### Source records
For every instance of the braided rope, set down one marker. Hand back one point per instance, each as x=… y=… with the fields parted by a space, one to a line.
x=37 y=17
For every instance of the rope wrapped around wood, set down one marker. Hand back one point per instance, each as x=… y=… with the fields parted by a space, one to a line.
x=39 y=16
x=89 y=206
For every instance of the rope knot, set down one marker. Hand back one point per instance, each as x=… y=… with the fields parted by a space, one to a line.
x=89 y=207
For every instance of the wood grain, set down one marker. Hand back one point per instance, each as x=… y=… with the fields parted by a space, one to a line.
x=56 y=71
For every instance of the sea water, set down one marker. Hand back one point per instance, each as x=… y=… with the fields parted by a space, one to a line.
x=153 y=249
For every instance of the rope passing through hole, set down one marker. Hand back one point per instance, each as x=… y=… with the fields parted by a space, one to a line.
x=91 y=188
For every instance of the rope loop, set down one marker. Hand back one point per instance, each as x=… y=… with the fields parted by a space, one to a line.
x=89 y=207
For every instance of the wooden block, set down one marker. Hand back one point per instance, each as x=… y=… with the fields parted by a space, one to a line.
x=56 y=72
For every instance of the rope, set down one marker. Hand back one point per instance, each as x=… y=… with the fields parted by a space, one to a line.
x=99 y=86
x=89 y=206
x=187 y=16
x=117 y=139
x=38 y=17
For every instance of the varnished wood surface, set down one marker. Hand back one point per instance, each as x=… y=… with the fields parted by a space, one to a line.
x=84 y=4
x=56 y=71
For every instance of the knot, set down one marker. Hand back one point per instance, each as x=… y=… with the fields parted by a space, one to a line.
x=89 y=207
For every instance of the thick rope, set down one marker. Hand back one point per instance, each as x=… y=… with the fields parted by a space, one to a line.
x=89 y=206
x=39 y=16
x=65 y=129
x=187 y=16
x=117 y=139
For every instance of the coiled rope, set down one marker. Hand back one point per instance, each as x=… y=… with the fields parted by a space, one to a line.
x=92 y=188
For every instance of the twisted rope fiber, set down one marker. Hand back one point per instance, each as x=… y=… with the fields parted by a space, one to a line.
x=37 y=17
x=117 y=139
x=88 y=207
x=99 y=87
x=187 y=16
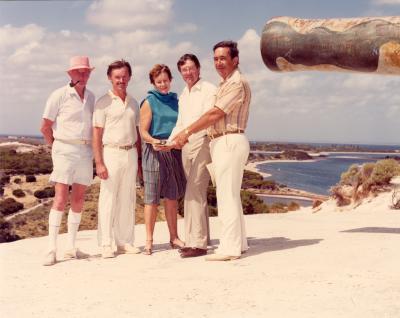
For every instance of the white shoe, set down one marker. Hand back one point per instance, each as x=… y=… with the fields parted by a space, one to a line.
x=107 y=252
x=219 y=257
x=128 y=249
x=50 y=258
x=75 y=253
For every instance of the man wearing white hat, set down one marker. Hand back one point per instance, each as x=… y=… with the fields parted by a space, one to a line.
x=67 y=128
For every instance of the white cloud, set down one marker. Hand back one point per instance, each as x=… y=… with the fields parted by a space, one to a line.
x=128 y=14
x=317 y=106
x=185 y=28
x=36 y=60
x=11 y=37
x=386 y=2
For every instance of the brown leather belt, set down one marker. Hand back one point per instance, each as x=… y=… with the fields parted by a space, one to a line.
x=74 y=141
x=237 y=131
x=125 y=147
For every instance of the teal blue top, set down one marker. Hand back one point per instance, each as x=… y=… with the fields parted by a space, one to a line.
x=164 y=109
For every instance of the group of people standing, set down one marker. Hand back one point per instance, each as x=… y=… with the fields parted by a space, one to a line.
x=173 y=144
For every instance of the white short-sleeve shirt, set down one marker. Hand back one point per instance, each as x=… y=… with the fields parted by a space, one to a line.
x=118 y=118
x=192 y=105
x=72 y=117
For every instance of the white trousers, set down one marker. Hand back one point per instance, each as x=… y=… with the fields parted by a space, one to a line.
x=229 y=154
x=117 y=199
x=195 y=158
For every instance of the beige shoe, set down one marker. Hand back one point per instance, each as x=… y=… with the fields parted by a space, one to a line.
x=127 y=249
x=107 y=252
x=219 y=257
x=50 y=258
x=75 y=253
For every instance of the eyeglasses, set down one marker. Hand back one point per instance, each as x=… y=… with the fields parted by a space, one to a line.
x=188 y=69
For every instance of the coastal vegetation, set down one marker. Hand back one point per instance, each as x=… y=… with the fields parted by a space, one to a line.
x=369 y=179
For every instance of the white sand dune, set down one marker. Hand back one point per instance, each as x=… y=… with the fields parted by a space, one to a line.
x=300 y=264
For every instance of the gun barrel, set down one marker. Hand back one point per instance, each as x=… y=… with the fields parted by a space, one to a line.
x=369 y=45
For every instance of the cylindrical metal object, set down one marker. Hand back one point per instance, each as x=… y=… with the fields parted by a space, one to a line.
x=359 y=44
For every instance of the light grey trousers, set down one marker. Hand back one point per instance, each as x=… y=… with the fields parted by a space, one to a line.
x=195 y=157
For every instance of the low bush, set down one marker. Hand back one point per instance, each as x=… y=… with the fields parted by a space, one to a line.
x=358 y=182
x=6 y=231
x=47 y=192
x=5 y=179
x=9 y=206
x=18 y=193
x=30 y=178
x=293 y=206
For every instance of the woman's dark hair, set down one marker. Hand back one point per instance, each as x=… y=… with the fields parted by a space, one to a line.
x=157 y=70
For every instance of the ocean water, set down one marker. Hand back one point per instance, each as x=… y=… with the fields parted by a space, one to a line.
x=317 y=176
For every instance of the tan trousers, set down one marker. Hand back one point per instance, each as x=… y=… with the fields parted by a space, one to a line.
x=117 y=199
x=229 y=154
x=195 y=157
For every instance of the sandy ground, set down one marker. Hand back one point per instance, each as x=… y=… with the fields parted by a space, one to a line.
x=300 y=264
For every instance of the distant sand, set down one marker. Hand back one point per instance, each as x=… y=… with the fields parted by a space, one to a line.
x=300 y=264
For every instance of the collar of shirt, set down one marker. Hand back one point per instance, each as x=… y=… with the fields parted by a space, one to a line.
x=113 y=96
x=234 y=77
x=72 y=91
x=195 y=87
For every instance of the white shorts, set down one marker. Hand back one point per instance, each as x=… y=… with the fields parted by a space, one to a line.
x=71 y=164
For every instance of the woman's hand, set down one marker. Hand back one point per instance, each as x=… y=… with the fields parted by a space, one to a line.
x=101 y=171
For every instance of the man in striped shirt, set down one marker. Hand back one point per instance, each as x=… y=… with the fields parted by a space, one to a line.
x=229 y=147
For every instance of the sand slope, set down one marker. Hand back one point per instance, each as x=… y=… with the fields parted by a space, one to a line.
x=301 y=264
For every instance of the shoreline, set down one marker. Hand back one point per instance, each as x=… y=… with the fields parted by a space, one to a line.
x=287 y=193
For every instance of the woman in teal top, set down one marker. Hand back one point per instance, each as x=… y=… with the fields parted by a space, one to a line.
x=163 y=173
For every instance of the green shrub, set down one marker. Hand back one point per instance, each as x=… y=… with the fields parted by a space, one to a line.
x=5 y=179
x=6 y=231
x=383 y=171
x=293 y=206
x=351 y=176
x=359 y=181
x=47 y=192
x=18 y=193
x=30 y=178
x=9 y=206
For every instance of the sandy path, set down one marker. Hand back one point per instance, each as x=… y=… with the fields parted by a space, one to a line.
x=301 y=264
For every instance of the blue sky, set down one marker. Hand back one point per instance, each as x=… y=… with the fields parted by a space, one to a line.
x=38 y=37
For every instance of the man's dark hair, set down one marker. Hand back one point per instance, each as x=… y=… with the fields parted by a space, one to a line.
x=186 y=57
x=117 y=65
x=233 y=50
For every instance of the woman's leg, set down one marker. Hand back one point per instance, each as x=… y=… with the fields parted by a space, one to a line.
x=150 y=215
x=171 y=211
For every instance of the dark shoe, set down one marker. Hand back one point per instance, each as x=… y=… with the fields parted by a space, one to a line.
x=193 y=252
x=183 y=249
x=176 y=244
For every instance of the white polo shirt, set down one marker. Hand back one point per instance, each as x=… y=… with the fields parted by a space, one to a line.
x=72 y=118
x=119 y=119
x=193 y=104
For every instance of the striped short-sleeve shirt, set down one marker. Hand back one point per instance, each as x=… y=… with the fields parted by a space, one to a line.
x=233 y=98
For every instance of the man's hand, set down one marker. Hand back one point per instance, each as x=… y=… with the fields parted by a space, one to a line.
x=101 y=171
x=181 y=139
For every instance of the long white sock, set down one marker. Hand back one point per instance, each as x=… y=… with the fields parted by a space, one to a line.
x=74 y=219
x=54 y=227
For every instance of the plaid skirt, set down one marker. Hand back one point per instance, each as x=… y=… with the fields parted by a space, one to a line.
x=163 y=174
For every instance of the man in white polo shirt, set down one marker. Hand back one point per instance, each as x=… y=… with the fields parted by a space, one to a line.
x=197 y=97
x=116 y=145
x=67 y=128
######
### What the exercise asks
Retype, without any change, the stretch from the start of the items through the line that contains "x=153 y=249".

### Task response
For every instance of the braided rope, set down one marker. Hand back one point per instance, each as x=… y=… with the fields parted by a space, one to a line.
x=37 y=17
For every instance of the rope wrapped around wood, set down one marker. Hand back one point per instance, each as x=… y=… with the fields parted by a space, one to a line.
x=39 y=16
x=89 y=206
For every instance of the rope knot, set down one marker. Hand back one point per instance, each as x=… y=… with the fields parted by a space, one to a line.
x=89 y=207
For every instance of the wood grain, set down one marker. Hand back one point per instance, each as x=… y=… with the fields parted by a space, one to a line.
x=56 y=71
For every instance of the sea water, set down one marker. Hand back one point per instance, each as x=… y=… with the fields parted by a space, one to a line.
x=153 y=249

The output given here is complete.